*Written problem*.
Please arrange the lines of the listing below, from the line holding "Reviewer note: check that each instance of the curtain" through the end of the listing, inclusive, as a Markdown table with the columns Row and Line. Leave out any blank lines.

*Stored items from a collection*.
>>>

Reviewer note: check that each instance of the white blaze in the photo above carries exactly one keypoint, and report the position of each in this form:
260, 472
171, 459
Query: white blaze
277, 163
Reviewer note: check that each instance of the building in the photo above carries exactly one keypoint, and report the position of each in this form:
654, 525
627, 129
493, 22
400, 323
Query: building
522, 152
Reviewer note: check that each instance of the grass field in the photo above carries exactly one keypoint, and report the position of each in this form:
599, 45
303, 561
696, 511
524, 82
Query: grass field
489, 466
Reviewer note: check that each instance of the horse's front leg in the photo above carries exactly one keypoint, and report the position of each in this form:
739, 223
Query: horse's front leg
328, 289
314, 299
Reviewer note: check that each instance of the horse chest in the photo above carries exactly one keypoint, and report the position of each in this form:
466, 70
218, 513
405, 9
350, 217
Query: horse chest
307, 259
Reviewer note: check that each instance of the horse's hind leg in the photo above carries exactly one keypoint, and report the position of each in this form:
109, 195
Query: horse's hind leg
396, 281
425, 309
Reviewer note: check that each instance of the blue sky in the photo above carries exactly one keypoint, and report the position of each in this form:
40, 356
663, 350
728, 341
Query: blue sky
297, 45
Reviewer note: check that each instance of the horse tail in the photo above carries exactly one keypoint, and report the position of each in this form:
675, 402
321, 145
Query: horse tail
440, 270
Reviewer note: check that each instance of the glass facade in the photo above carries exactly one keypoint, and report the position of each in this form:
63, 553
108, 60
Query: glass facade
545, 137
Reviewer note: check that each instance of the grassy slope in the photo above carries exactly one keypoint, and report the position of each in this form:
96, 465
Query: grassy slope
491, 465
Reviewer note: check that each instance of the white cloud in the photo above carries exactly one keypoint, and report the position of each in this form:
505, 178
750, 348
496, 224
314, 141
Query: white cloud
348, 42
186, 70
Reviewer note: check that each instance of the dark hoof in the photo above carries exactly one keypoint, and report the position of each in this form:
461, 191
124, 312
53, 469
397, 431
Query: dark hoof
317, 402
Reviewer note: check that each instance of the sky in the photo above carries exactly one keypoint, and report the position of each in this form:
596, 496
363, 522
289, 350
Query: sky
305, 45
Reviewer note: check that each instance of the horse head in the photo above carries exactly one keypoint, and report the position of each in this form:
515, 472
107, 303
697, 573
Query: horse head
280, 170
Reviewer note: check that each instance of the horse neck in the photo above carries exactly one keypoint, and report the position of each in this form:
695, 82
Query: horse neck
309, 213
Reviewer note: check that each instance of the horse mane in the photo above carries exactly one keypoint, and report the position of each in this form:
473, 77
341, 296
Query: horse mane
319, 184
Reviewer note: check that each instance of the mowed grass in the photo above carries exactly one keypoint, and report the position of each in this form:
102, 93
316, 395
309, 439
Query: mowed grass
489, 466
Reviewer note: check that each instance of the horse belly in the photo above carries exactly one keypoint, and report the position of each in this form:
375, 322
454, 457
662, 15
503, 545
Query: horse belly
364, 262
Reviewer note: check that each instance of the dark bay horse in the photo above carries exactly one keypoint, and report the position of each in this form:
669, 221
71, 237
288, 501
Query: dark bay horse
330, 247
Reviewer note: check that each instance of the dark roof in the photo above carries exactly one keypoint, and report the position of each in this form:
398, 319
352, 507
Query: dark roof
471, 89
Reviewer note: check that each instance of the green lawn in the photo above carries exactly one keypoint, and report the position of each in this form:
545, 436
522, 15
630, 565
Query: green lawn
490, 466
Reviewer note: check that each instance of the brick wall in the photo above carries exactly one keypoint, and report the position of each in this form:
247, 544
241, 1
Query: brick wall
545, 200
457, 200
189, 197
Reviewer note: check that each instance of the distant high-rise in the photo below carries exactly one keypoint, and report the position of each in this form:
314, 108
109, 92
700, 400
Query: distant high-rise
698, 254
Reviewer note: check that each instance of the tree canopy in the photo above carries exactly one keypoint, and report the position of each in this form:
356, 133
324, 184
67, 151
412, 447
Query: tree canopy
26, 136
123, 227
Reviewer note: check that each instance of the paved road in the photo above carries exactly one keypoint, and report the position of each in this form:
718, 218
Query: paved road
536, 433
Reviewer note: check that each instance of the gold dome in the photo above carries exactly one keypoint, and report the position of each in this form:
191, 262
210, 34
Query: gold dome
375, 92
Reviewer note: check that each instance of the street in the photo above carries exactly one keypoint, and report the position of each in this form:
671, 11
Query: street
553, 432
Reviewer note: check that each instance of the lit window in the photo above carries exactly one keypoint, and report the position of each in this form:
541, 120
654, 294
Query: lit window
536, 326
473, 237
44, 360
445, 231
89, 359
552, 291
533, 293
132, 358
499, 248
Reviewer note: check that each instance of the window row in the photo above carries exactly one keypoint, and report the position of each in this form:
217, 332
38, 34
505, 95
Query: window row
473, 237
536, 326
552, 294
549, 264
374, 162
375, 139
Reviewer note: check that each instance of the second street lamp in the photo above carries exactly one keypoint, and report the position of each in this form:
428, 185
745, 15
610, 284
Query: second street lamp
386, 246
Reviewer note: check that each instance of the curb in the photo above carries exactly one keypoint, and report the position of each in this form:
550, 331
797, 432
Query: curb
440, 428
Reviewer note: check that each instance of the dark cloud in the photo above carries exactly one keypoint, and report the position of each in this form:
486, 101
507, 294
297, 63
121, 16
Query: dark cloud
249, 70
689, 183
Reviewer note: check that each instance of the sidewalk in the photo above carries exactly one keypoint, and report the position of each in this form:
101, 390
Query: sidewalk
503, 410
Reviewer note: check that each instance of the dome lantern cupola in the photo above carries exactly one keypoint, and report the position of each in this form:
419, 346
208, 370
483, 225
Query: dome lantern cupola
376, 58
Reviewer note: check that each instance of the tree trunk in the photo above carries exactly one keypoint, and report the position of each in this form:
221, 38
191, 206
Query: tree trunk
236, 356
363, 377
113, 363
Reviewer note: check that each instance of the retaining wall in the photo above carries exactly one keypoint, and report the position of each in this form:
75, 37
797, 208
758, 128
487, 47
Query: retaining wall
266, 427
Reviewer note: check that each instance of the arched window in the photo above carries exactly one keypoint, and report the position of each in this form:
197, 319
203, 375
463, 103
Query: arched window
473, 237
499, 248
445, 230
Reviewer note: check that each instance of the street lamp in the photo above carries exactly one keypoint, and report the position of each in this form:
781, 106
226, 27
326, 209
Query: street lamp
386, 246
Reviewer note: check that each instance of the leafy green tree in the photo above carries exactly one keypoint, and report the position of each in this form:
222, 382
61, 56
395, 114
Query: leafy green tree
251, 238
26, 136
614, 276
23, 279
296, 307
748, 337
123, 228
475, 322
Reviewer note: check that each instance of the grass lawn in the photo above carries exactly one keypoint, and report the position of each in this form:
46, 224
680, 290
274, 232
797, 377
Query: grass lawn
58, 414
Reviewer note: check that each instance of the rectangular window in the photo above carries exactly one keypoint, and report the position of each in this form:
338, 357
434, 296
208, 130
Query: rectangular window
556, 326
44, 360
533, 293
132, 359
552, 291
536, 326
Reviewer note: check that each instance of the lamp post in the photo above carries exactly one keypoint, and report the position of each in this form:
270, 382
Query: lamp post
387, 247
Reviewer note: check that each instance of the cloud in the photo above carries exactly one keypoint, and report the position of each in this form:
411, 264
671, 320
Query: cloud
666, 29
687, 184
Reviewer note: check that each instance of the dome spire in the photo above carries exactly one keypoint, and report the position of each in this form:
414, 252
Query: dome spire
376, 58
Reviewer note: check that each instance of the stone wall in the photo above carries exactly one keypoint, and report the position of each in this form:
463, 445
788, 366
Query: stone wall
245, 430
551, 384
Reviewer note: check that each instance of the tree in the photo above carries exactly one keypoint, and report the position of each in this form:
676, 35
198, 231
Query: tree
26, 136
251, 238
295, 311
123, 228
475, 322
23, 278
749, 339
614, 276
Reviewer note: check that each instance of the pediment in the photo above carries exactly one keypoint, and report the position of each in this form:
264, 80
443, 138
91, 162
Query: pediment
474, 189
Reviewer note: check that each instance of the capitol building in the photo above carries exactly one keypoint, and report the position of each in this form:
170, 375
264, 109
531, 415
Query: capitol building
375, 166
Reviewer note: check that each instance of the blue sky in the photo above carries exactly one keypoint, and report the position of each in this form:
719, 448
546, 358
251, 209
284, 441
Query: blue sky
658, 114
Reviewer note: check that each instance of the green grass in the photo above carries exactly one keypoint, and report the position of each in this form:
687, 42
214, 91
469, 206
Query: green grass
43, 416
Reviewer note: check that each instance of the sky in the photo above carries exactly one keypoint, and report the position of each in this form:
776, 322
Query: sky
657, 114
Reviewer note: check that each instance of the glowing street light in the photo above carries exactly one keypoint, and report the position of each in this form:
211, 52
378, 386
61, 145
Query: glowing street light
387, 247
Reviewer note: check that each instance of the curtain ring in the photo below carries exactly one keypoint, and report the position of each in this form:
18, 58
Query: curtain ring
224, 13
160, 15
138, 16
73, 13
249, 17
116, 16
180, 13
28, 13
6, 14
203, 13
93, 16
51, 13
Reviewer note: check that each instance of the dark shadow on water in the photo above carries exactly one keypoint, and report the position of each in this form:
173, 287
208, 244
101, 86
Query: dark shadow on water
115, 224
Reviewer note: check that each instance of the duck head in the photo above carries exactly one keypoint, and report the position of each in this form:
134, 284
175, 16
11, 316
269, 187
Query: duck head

<<<

*Finished answer*.
| Row | Line |
|---|---|
| 1 | Reviewer note: check that each instance of the curtain ring in the photo below carries exactly one keypoint, and report the position of each in this form: |
| 2 | 18, 58 |
| 3 | Query: curtain ring |
| 4 | 224, 13 |
| 5 | 160, 15 |
| 6 | 138, 16 |
| 7 | 73, 13 |
| 8 | 249, 17 |
| 9 | 116, 16 |
| 10 | 180, 13 |
| 11 | 28, 13 |
| 12 | 6, 14 |
| 13 | 203, 13 |
| 14 | 93, 16 |
| 15 | 51, 13 |
| 16 | Reviewer note: check that each instance of the dark shadow on water in the photo above carries exactly one keypoint, and report the position of each in this form: |
| 17 | 173, 287 |
| 18 | 208, 244 |
| 19 | 101, 86 |
| 20 | Query: dark shadow on water |
| 21 | 115, 224 |
| 22 | Reviewer note: check that each instance of the duck head in the photo above carries exactly one keypoint, and report the position of each in this form: |
| 23 | 134, 284 |
| 24 | 175, 16 |
| 25 | 11, 316 |
| 26 | 269, 187 |
| 27 | Query: duck head |